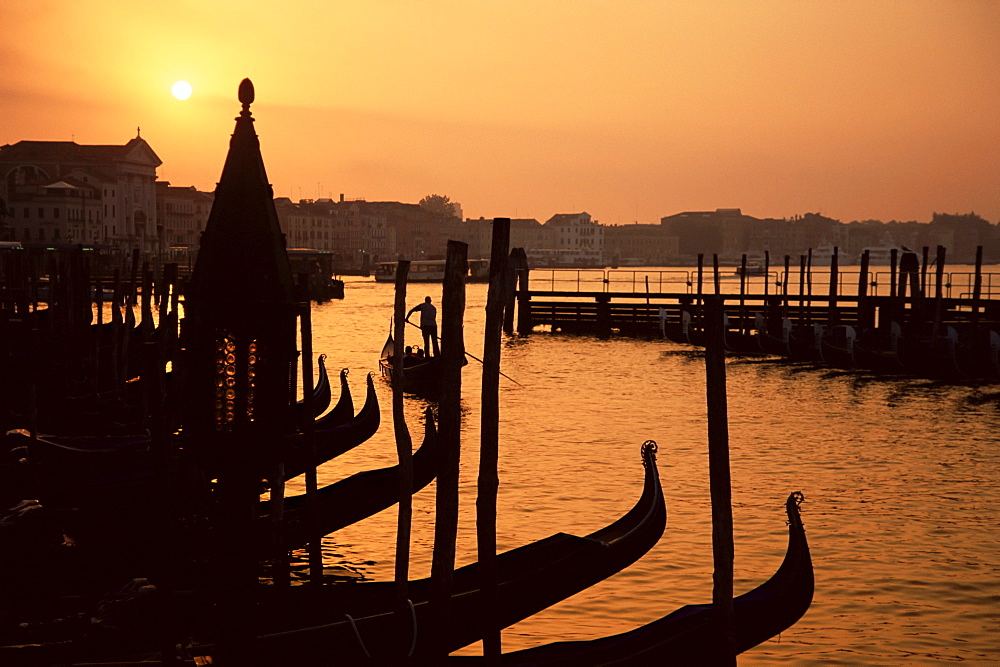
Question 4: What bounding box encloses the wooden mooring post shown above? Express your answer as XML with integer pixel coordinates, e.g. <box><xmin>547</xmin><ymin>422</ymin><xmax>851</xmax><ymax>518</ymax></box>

<box><xmin>479</xmin><ymin>218</ymin><xmax>510</xmax><ymax>660</ymax></box>
<box><xmin>513</xmin><ymin>249</ymin><xmax>532</xmax><ymax>335</ymax></box>
<box><xmin>390</xmin><ymin>260</ymin><xmax>415</xmax><ymax>650</ymax></box>
<box><xmin>703</xmin><ymin>296</ymin><xmax>735</xmax><ymax>664</ymax></box>
<box><xmin>429</xmin><ymin>240</ymin><xmax>468</xmax><ymax>658</ymax></box>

Exercise requirements —
Make an exact copy of the data above, pictures excluded.

Expected answer —
Question 4: What bounding box encloses the wooden mooring post shown above? Express your answer as XML with integer pixel coordinates, e.g. <box><xmin>547</xmin><ymin>422</ymin><xmax>851</xmax><ymax>518</ymax></box>

<box><xmin>479</xmin><ymin>218</ymin><xmax>510</xmax><ymax>660</ymax></box>
<box><xmin>513</xmin><ymin>249</ymin><xmax>532</xmax><ymax>335</ymax></box>
<box><xmin>390</xmin><ymin>260</ymin><xmax>415</xmax><ymax>650</ymax></box>
<box><xmin>703</xmin><ymin>296</ymin><xmax>735</xmax><ymax>664</ymax></box>
<box><xmin>429</xmin><ymin>240</ymin><xmax>468</xmax><ymax>658</ymax></box>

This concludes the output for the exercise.